(Coordinate annotation records)
————

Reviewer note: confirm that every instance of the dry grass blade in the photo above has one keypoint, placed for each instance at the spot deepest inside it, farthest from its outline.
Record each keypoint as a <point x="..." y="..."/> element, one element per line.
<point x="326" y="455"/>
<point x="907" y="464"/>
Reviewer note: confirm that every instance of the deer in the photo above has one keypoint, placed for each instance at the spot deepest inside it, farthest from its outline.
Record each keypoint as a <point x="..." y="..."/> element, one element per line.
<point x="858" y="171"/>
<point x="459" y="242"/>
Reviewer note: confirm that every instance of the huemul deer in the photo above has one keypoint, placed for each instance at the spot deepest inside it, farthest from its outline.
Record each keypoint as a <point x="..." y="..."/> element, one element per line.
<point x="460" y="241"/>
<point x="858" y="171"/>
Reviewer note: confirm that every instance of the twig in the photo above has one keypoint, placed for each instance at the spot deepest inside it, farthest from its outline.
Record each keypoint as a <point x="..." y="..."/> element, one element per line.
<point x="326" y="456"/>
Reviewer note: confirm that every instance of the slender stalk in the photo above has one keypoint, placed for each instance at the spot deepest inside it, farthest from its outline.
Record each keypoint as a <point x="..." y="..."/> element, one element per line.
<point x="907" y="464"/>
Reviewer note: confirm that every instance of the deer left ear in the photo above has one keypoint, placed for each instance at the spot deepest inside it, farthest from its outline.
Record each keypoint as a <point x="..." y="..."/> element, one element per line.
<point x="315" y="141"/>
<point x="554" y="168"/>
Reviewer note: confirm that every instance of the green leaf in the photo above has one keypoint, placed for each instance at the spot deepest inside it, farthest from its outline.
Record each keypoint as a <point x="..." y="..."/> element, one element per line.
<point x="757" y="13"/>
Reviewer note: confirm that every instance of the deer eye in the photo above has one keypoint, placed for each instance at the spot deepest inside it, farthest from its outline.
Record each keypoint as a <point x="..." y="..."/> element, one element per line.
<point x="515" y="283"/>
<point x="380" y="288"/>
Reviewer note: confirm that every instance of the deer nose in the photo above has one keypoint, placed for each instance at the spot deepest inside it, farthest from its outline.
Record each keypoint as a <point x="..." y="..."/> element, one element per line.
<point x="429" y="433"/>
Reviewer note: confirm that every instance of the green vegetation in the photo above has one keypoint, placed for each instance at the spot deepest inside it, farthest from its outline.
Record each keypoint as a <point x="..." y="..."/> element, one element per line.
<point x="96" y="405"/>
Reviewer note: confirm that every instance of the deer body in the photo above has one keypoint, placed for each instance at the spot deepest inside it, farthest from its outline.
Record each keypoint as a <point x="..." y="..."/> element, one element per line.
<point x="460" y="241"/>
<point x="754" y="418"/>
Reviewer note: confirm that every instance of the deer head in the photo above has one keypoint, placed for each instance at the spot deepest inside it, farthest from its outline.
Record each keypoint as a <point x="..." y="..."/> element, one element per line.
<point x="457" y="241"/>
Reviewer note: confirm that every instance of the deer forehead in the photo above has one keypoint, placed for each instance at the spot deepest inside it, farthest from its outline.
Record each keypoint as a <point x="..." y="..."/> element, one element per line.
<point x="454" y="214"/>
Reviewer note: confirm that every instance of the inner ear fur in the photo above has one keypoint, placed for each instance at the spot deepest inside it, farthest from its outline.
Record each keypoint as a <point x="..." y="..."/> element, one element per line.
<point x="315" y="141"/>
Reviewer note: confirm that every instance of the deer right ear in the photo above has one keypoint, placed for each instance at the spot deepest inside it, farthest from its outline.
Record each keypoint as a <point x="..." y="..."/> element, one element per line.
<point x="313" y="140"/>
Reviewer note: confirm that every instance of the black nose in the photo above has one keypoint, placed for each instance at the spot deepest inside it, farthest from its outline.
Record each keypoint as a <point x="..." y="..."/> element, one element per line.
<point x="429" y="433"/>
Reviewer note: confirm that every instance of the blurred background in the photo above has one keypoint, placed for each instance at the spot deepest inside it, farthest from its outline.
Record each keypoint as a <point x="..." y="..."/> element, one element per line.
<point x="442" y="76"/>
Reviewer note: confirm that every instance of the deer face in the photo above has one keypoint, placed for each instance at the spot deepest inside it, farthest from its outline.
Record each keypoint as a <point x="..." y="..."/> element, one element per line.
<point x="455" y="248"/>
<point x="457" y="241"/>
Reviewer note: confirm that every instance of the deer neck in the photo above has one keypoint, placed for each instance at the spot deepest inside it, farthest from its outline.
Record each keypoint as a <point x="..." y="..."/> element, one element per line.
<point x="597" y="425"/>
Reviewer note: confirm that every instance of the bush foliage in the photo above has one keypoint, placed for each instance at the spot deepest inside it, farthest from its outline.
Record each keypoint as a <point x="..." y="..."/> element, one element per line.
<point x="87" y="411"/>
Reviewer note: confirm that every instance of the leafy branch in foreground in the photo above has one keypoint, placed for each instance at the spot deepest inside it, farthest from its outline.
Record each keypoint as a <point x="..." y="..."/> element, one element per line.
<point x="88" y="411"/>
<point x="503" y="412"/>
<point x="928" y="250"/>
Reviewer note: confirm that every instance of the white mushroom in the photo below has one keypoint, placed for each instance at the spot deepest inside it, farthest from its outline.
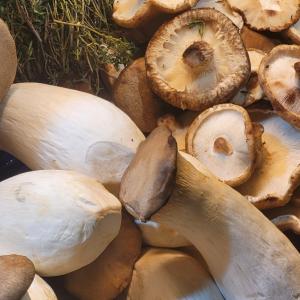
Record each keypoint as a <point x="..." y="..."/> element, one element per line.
<point x="223" y="7"/>
<point x="252" y="91"/>
<point x="273" y="183"/>
<point x="248" y="257"/>
<point x="39" y="290"/>
<point x="226" y="142"/>
<point x="60" y="220"/>
<point x="168" y="274"/>
<point x="48" y="127"/>
<point x="273" y="15"/>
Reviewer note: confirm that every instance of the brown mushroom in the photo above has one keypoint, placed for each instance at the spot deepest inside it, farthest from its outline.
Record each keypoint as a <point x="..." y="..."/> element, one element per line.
<point x="272" y="15"/>
<point x="111" y="272"/>
<point x="150" y="174"/>
<point x="16" y="275"/>
<point x="133" y="95"/>
<point x="226" y="142"/>
<point x="8" y="59"/>
<point x="279" y="76"/>
<point x="197" y="60"/>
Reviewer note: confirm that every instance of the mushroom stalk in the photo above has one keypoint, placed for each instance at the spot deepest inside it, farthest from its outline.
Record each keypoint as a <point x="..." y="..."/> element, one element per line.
<point x="216" y="219"/>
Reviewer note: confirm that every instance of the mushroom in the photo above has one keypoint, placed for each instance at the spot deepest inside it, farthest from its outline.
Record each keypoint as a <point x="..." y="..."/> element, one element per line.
<point x="216" y="219"/>
<point x="223" y="7"/>
<point x="226" y="142"/>
<point x="257" y="40"/>
<point x="168" y="274"/>
<point x="252" y="91"/>
<point x="60" y="220"/>
<point x="279" y="76"/>
<point x="197" y="60"/>
<point x="8" y="59"/>
<point x="39" y="290"/>
<point x="158" y="235"/>
<point x="133" y="95"/>
<point x="48" y="127"/>
<point x="272" y="15"/>
<point x="111" y="272"/>
<point x="293" y="33"/>
<point x="16" y="275"/>
<point x="150" y="175"/>
<point x="273" y="183"/>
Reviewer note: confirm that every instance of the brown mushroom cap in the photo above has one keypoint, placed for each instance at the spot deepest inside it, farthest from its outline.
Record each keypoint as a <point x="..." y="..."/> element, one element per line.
<point x="279" y="76"/>
<point x="148" y="181"/>
<point x="273" y="15"/>
<point x="197" y="60"/>
<point x="8" y="59"/>
<point x="16" y="275"/>
<point x="110" y="273"/>
<point x="226" y="142"/>
<point x="133" y="95"/>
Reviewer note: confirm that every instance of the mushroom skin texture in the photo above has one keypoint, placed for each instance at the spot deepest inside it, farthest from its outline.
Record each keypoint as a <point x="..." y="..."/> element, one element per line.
<point x="48" y="127"/>
<point x="283" y="91"/>
<point x="204" y="47"/>
<point x="223" y="7"/>
<point x="216" y="219"/>
<point x="111" y="272"/>
<point x="275" y="180"/>
<point x="272" y="15"/>
<point x="133" y="95"/>
<point x="8" y="59"/>
<point x="226" y="142"/>
<point x="61" y="220"/>
<point x="168" y="274"/>
<point x="39" y="290"/>
<point x="16" y="275"/>
<point x="150" y="176"/>
<point x="158" y="235"/>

————

### TASK DETAILS
Only the lines from the one containing "brown mushroom cap" to the end of the records should be repeated, exactly as they appear.

### ANSWER TO THIS TASK
Reviewer note: confirm that every instance of the brown mushroom cap in the photo above has one keypoint, placed for each instance at the spot deepest inside it, farthest from its outline.
Record each keypoint as a <point x="..." y="..."/> element, one element per line.
<point x="279" y="76"/>
<point x="148" y="181"/>
<point x="273" y="15"/>
<point x="197" y="60"/>
<point x="8" y="59"/>
<point x="16" y="275"/>
<point x="110" y="273"/>
<point x="226" y="142"/>
<point x="133" y="95"/>
Reviewer note: confirm that every instance of the mushroom skin texture in the photo above has one keypoint, placed for each instance at the spot deepest inside it, farthest from its outline.
Record each keypoint as a <point x="..." y="..."/> element, one element per line.
<point x="48" y="127"/>
<point x="283" y="91"/>
<point x="204" y="47"/>
<point x="223" y="7"/>
<point x="216" y="219"/>
<point x="111" y="272"/>
<point x="275" y="180"/>
<point x="272" y="15"/>
<point x="133" y="95"/>
<point x="8" y="59"/>
<point x="226" y="142"/>
<point x="61" y="220"/>
<point x="168" y="274"/>
<point x="39" y="290"/>
<point x="16" y="275"/>
<point x="150" y="176"/>
<point x="158" y="235"/>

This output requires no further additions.